**作業指示 a**
記録のうち「roof, giving x and y for each instance?」を含む行から「speedboat, giving x and y for each instance?」を含む行までを、「red roof」を「blue roof」に変えて書き直してください。その範囲だけを出し、ほかの部分はそのまま残すこと。

======== 提示文

日本再発見ノート Rediscover Japan. 

株式会社さとゆめ・嶋田俊平の日々の思い、出会い、発見

英国の持続可能な地域づくり

英国の持続可能な地域づくり―パートナーシップとローカリゼーション

英国の持続可能な地域づくり―パートナーシップとローカリゼーション

4年程前の本だが、最近著者の中島さんと仕事をすることになったので、(あわてて)読んだ。

「持続可能な地域づくり」*1というのは、国・自治体レベルで大きい課題となっているが、実際何をどうしたらよいものか、現場の人が困惑しているのを良くみる。

省エネも、自然エネルギー利用も、ごみの3R(リサイクル・リユース・リデュース)も、環境教育も、自然保全も、森林管理も・・・しなければいけないことが多すぎて、結局何も手につかない、といった具合。

が、著者の主張は、とても簡潔だ。

英国の経験を参考に、今後の日本の持続可能な地域づくりの展開に必要なものは何か。
それは、「パートナーシップ」と「ローカリゼーション」であろう。

2年間のオックスフォード留学中に、イギリスの過去30年間の地域再生の試行錯誤の事例を綿密にスタディーした結果、ここに行き着いたという。

かく言う私も「持続可能な地域づくり」について頭の整理がまだ出来ていない状態だったので、こうもスパッと言い切られてしまい、正直少したじろいだ。

が、自分の少ない経験から、「あ、確かにそれが肝だろうな」という感覚もある。

================
======== 提供記録

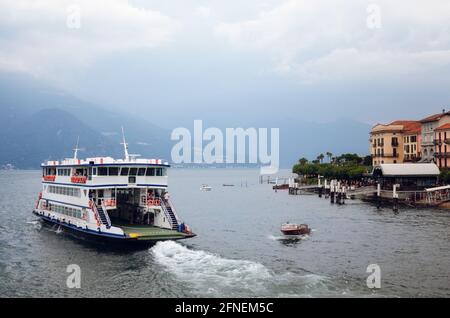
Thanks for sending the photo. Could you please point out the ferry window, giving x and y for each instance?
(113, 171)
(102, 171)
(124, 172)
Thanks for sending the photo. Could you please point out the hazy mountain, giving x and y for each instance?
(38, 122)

================
======== 提供記録

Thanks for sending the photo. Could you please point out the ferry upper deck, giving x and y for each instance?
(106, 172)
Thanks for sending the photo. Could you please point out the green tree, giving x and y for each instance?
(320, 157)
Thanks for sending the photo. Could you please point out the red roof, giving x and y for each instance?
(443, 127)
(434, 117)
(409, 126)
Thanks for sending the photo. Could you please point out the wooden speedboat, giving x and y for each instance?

================

**作業指示 b**
提示文によると、著者のオックスフォード留学は何年間だったか。

**出力結果 a**
Thanks for sending the photo. Could you please point out the blue roof, giving x and y for each instance?
(443, 127)
(434, 117)
(409, 126)
Thanks for sending the photo. Could you please point out the wooden speedboat, giving x and y for each instance?

**出力結果 b**
2年間。